(Excerpts from point annotation data)
###
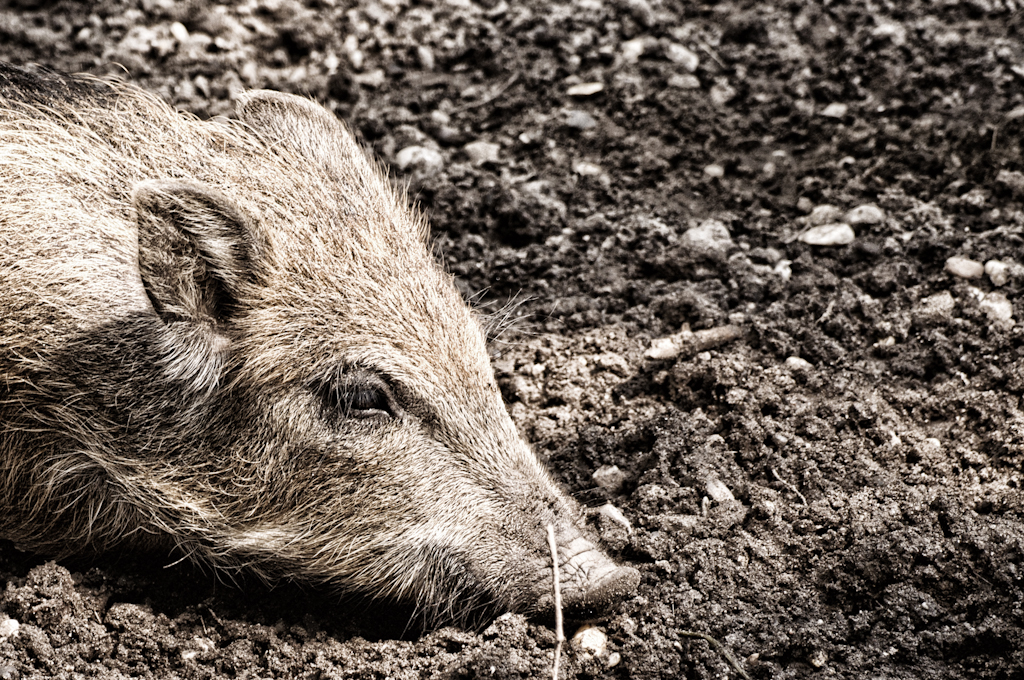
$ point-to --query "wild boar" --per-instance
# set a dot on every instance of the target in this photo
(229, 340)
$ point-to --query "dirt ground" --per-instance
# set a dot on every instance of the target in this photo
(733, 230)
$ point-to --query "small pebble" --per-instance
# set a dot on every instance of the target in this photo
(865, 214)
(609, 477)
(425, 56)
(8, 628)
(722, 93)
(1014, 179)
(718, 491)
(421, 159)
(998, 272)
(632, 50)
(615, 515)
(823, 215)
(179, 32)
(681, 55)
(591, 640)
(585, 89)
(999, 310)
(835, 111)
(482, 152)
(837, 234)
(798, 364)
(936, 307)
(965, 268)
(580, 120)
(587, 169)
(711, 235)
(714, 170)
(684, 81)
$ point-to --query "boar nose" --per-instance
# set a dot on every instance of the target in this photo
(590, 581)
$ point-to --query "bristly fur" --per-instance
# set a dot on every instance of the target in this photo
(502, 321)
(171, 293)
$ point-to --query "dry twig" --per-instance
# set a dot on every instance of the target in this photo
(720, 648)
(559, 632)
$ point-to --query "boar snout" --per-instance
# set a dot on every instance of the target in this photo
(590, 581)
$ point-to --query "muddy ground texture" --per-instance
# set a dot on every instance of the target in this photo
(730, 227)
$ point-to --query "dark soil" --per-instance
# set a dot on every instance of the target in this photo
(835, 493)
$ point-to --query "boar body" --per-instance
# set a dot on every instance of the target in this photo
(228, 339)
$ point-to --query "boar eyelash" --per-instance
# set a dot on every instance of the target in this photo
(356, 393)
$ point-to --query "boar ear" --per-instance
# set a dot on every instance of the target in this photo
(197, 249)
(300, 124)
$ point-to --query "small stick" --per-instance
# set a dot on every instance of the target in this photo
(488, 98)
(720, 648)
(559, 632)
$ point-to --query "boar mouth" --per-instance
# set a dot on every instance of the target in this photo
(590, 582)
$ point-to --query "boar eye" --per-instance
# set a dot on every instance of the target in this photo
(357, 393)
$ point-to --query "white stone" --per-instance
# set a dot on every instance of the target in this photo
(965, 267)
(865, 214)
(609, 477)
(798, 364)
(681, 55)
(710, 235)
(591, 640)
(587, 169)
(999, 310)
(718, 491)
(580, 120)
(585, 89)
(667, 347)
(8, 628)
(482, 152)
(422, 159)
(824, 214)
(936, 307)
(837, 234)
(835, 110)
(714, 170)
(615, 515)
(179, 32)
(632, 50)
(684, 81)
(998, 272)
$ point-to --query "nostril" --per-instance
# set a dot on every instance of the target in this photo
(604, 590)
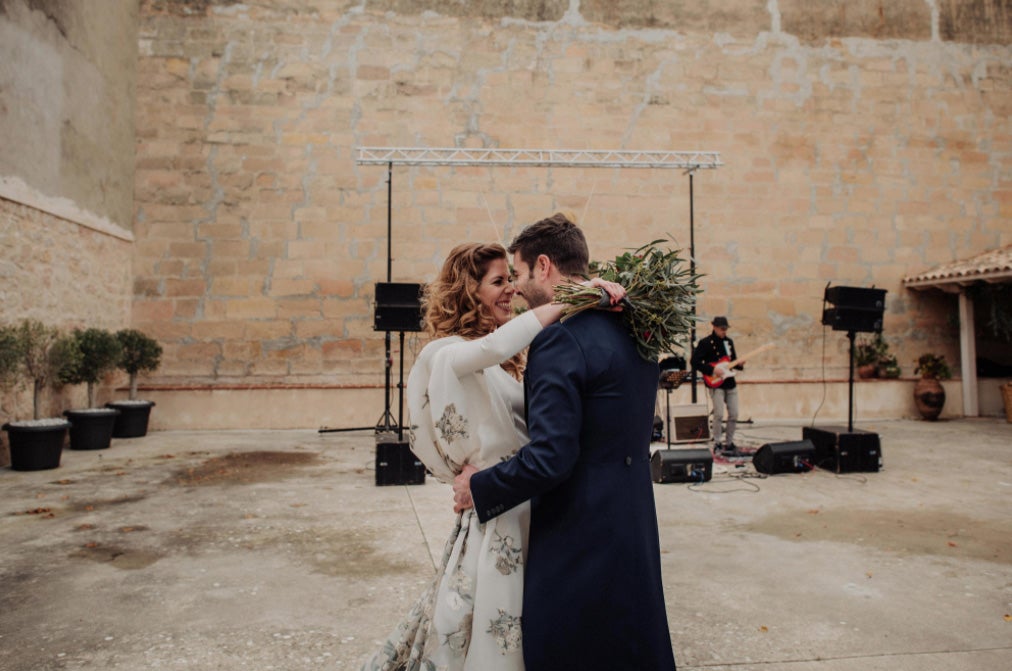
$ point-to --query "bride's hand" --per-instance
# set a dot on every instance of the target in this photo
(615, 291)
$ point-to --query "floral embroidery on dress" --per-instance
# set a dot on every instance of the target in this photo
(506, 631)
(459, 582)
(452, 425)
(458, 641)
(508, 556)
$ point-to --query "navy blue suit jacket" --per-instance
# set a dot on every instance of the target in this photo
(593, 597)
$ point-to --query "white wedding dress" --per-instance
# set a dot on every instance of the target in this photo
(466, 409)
###
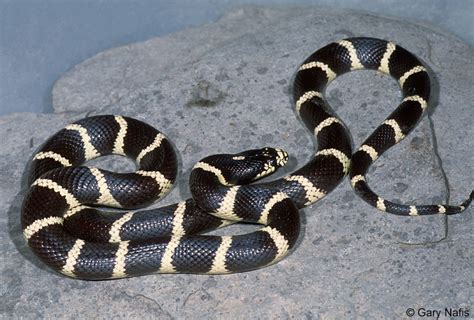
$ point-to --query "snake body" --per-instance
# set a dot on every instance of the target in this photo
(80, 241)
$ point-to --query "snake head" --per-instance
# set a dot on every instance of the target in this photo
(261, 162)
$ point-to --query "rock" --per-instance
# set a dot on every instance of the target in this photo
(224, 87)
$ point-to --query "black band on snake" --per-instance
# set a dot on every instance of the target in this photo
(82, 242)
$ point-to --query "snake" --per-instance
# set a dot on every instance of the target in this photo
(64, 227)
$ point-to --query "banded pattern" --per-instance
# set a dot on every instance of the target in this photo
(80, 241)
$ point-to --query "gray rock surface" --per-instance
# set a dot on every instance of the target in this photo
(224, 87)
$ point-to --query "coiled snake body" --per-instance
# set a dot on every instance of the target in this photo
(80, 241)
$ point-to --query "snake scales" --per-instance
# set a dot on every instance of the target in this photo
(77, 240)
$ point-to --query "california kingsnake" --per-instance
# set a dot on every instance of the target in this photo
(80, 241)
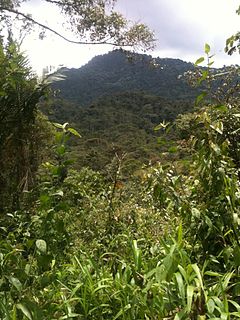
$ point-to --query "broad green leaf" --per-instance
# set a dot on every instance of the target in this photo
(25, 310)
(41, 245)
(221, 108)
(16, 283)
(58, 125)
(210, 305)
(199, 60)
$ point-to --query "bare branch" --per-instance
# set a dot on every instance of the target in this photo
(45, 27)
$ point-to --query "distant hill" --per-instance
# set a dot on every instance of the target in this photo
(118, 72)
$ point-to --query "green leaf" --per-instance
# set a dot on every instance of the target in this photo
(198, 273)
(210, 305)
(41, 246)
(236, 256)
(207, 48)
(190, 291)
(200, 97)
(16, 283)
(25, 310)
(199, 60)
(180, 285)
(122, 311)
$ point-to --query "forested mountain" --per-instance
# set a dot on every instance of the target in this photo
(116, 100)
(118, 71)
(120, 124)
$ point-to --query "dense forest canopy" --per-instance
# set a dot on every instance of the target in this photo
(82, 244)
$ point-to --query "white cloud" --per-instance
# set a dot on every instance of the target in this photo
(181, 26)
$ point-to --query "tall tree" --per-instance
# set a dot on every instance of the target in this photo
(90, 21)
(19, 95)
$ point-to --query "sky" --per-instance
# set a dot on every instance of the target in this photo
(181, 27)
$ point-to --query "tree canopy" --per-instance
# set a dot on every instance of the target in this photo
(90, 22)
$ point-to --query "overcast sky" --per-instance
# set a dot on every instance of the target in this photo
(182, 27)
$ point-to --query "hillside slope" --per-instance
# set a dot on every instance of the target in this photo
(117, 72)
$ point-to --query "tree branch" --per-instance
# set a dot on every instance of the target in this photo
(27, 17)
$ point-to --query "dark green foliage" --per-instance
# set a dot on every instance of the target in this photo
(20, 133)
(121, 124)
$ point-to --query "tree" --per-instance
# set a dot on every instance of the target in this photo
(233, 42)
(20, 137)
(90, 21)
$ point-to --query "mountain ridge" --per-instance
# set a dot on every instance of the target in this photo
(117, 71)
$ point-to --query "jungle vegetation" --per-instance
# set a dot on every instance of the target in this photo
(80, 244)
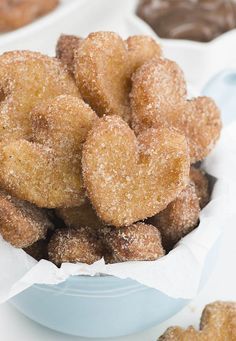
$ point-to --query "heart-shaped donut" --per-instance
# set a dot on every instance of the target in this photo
###
Please count the lines in the material above that contain the string "rock" and give only the number.

Finished exercise
2